不動産の登記で発生する費用は、主に下記のとおりです。

項目 内容 費用
登録免許税 不動産の登記を行う際に国に納める税金です。 固定資産税評価額×0.4~2%
司法書士への報酬 登記の手続きを依頼した際に発生する費用です。 5~10万円
土地家屋調査士への報酬 登記に必要な調査や測量等を行うのに必要な費用です。 6~10万円
書類の取得費用 登記の手続きに必要な書類を取得する際の費用です。相続による登記の場合は、戸籍謄本が複数必要となる可能性があります。 固定資産税評価証明書:300円
住民票:300円
印鑑登録証明書 :450円
戸籍謄本:450円
※1通あたりのおおよその手数料。自治体によって費用の違いがあります。
印紙税 売買契約書や贈与契約書などを作成する際に課される国税で、契約内容や金額に応じて納付額が変わります。 契約金額に応じて200円~60万円

また、共有名義の登記費用は、持分の割合や登記の方法によって大きく変わります。たとえば、不動産の固定資産税評価額を2,000万円と仮定した場合、相続・贈与・売買で以下のように異なります。

区分 登記にかかる実費の目安
相続登記 約10~20万円
贈与登記 約15~70万円+贈与税(条件次第)
売買登記 約70~90万円前後

このように、登記費用は約10万円〜90万円ほど必要になります。共有名義不動産の登記を行う場合は、上記の登記にかかる費用を所有する共有持分の割合に応じて分担するのが一般的です。

* * * * * * * * *

» あなたの課題:
上の不動産登記費用の文章のうち、「区分 登記にかかる実費の目安」から「じて分担するのが一般的です。」までの部分を正確に引用してください。

» データセット項目:
* * * * * * * * *

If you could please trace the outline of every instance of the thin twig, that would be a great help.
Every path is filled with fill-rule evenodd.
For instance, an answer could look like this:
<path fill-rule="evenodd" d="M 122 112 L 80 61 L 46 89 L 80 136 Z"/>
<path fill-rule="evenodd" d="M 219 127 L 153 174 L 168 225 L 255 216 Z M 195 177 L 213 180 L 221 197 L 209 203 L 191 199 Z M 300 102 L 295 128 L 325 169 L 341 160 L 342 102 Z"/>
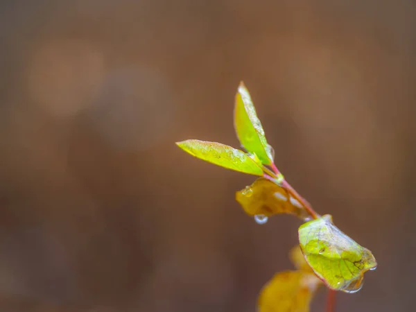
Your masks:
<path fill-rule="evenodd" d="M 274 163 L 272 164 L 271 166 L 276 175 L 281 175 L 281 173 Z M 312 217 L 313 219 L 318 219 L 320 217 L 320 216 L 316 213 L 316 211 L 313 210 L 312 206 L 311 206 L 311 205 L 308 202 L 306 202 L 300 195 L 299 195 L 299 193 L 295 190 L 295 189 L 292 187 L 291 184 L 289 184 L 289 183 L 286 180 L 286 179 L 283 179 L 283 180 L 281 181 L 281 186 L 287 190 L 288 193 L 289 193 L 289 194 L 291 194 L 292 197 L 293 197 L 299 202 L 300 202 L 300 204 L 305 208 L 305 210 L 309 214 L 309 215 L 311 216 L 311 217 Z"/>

* * * * * * * * *

» 正解:
区分 登記にかかる実費の目安
相続登記 約10~20万円
贈与登記 約15~70万円+贈与税(条件次第)
売買登記 約70~90万円前後

このように、登記費用は約10万円〜90万円ほど必要になります。共有名義不動産の登記を行う場合は、上記の登記にかかる費用を所有する共有持分の割合に応じて分担するのが一般的です。